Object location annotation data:
'''
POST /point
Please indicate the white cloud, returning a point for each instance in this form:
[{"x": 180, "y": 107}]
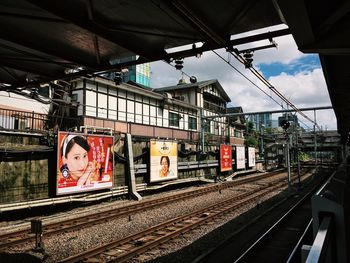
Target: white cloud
[{"x": 305, "y": 89}]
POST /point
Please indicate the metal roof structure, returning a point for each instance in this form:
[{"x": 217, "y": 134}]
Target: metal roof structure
[
  {"x": 43, "y": 40},
  {"x": 199, "y": 84}
]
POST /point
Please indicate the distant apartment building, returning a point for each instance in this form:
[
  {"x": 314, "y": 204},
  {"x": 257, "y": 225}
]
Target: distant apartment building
[{"x": 262, "y": 120}]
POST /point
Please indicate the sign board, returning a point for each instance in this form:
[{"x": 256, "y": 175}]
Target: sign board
[
  {"x": 163, "y": 160},
  {"x": 84, "y": 162},
  {"x": 251, "y": 156},
  {"x": 240, "y": 157},
  {"x": 225, "y": 158}
]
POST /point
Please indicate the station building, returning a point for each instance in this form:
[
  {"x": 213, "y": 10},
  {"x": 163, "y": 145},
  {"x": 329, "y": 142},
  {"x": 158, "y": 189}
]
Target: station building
[{"x": 174, "y": 112}]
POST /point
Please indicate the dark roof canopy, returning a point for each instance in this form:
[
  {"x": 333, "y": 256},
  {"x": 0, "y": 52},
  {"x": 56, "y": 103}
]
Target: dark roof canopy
[{"x": 45, "y": 40}]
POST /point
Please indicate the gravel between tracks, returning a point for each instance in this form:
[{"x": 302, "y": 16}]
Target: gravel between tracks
[{"x": 61, "y": 246}]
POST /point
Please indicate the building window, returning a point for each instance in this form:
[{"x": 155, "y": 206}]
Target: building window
[
  {"x": 192, "y": 123},
  {"x": 207, "y": 125},
  {"x": 174, "y": 119}
]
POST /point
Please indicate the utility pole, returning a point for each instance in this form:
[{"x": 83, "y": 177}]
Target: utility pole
[
  {"x": 202, "y": 128},
  {"x": 315, "y": 141},
  {"x": 298, "y": 161},
  {"x": 288, "y": 163}
]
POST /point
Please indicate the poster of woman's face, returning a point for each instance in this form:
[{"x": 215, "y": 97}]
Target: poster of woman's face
[
  {"x": 84, "y": 162},
  {"x": 163, "y": 160}
]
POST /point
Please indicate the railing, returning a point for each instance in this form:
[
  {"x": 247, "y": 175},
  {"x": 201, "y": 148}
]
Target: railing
[
  {"x": 26, "y": 121},
  {"x": 321, "y": 248},
  {"x": 329, "y": 221}
]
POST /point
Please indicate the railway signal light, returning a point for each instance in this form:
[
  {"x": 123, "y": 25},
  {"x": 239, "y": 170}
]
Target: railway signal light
[
  {"x": 179, "y": 64},
  {"x": 248, "y": 59},
  {"x": 285, "y": 124}
]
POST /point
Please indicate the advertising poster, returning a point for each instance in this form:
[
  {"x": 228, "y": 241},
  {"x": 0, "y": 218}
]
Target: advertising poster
[
  {"x": 251, "y": 156},
  {"x": 163, "y": 160},
  {"x": 84, "y": 162},
  {"x": 240, "y": 157},
  {"x": 225, "y": 158}
]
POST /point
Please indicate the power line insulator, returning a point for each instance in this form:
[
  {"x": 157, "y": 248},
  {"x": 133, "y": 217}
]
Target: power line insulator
[
  {"x": 248, "y": 59},
  {"x": 179, "y": 64},
  {"x": 285, "y": 124}
]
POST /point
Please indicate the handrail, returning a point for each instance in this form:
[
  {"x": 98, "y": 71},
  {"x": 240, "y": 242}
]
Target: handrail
[{"x": 321, "y": 246}]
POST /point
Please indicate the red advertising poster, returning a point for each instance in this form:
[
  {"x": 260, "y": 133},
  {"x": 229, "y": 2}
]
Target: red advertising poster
[
  {"x": 225, "y": 158},
  {"x": 163, "y": 160},
  {"x": 240, "y": 157},
  {"x": 84, "y": 162}
]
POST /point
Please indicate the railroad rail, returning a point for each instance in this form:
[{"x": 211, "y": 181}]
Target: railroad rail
[
  {"x": 127, "y": 248},
  {"x": 21, "y": 236},
  {"x": 279, "y": 242}
]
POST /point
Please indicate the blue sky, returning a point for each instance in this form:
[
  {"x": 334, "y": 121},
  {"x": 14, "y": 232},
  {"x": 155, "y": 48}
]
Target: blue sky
[{"x": 303, "y": 64}]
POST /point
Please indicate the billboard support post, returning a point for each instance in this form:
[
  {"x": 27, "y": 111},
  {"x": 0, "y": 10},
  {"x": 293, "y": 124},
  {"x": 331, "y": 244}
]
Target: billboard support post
[{"x": 131, "y": 169}]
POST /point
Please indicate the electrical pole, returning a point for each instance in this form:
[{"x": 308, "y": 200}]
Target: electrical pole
[
  {"x": 202, "y": 128},
  {"x": 288, "y": 163},
  {"x": 315, "y": 141}
]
'''
Problem -
Reproduce each line of the records exactly, and omit every picture.

Written response -
POST /point
Please indicate the white cloud, returning a point for each instance in this form:
[{"x": 180, "y": 107}]
Target: white cloud
[{"x": 305, "y": 89}]
POST /point
Please indicate the metal roof structure, returning a point for each instance in this form:
[{"x": 217, "y": 134}]
Target: metal roof structure
[
  {"x": 43, "y": 40},
  {"x": 199, "y": 84}
]
POST /point
Please indicate the distant apartment building, returning a point for each instance in this form:
[
  {"x": 314, "y": 204},
  {"x": 257, "y": 225}
]
Target: distant apartment building
[{"x": 262, "y": 120}]
POST /point
Please indicate the sign board, returning a point for each instance in this form:
[{"x": 256, "y": 175}]
Target: sign board
[
  {"x": 163, "y": 160},
  {"x": 84, "y": 162},
  {"x": 251, "y": 156},
  {"x": 240, "y": 157},
  {"x": 225, "y": 158}
]
POST /point
Please indicate the station building, returning a point for each instance in this form:
[
  {"x": 213, "y": 10},
  {"x": 163, "y": 145},
  {"x": 329, "y": 142},
  {"x": 158, "y": 189}
]
Target: station building
[{"x": 174, "y": 112}]
POST /point
Please indicate the dark roof canopy, returning a point for each instance in this form:
[
  {"x": 333, "y": 256},
  {"x": 0, "y": 52},
  {"x": 56, "y": 103}
]
Target: dark roof canopy
[{"x": 45, "y": 40}]
POST /point
Please indicate the gravel between tracks, returning a point for each instance in this form:
[{"x": 302, "y": 16}]
Target: gravel between tracks
[{"x": 61, "y": 246}]
POST /point
Please indicate the building window, returning a point for each instance in this form:
[{"x": 155, "y": 206}]
Target: building window
[
  {"x": 192, "y": 123},
  {"x": 207, "y": 125},
  {"x": 174, "y": 119}
]
POST /point
Please indicate the utility pole, returning a point for each instance in this form:
[{"x": 83, "y": 177}]
Target: utility pole
[
  {"x": 202, "y": 128},
  {"x": 315, "y": 141},
  {"x": 298, "y": 161},
  {"x": 288, "y": 163}
]
POST /point
Please indicate the poster of woman's face, returning a point for each instance in this form:
[{"x": 215, "y": 97}]
Target: poster of woman's face
[
  {"x": 84, "y": 162},
  {"x": 163, "y": 160}
]
POST /point
Please indicate the railing, returning a point for each instance in this form:
[
  {"x": 247, "y": 175},
  {"x": 201, "y": 148}
]
Target: railing
[
  {"x": 26, "y": 121},
  {"x": 321, "y": 248},
  {"x": 329, "y": 221}
]
POST /point
Please indicate the railway signal light, returning a point for each instance in this form:
[
  {"x": 123, "y": 25},
  {"x": 239, "y": 170}
]
Target: railway signal light
[
  {"x": 179, "y": 64},
  {"x": 248, "y": 59},
  {"x": 285, "y": 124}
]
POST /point
Please indicate the advertising poster, returning a point for each instance in this form:
[
  {"x": 228, "y": 241},
  {"x": 0, "y": 218}
]
Target: advertising poster
[
  {"x": 251, "y": 156},
  {"x": 163, "y": 160},
  {"x": 84, "y": 162},
  {"x": 240, "y": 157},
  {"x": 225, "y": 158}
]
POST /point
Please indicate the power line insulator, returning a point for each instance in this form:
[
  {"x": 157, "y": 248},
  {"x": 133, "y": 217}
]
Target: power line insulator
[
  {"x": 248, "y": 59},
  {"x": 179, "y": 64},
  {"x": 285, "y": 124}
]
POST /point
Please indicate the handrail, returning a point for each instance in this form:
[
  {"x": 98, "y": 71},
  {"x": 240, "y": 242}
]
Target: handrail
[{"x": 321, "y": 246}]
POST /point
Please indicate the red advertising poster, returning a point for each instance in this form:
[
  {"x": 260, "y": 133},
  {"x": 229, "y": 2}
]
Target: red advertising poster
[
  {"x": 225, "y": 158},
  {"x": 163, "y": 160},
  {"x": 240, "y": 157},
  {"x": 84, "y": 162}
]
POST /point
Please indicate the railroad rail, returning a point for each instance in this form:
[{"x": 211, "y": 181}]
Target: railroad rail
[
  {"x": 127, "y": 248},
  {"x": 21, "y": 236},
  {"x": 279, "y": 242}
]
POST /point
Please indicate the blue sky, returning a point for each instance in this form:
[
  {"x": 334, "y": 121},
  {"x": 14, "y": 232},
  {"x": 155, "y": 48}
]
Target: blue sky
[{"x": 303, "y": 64}]
POST /point
Please indicate the billboard support post, returning a point for each instance in this form:
[
  {"x": 27, "y": 111},
  {"x": 0, "y": 10},
  {"x": 293, "y": 124},
  {"x": 331, "y": 244}
]
Target: billboard support post
[{"x": 131, "y": 169}]
POST /point
Please indicate the electrical pole, returning a point for each instance in this form:
[{"x": 308, "y": 200}]
Target: electrical pole
[
  {"x": 202, "y": 128},
  {"x": 288, "y": 163},
  {"x": 315, "y": 141}
]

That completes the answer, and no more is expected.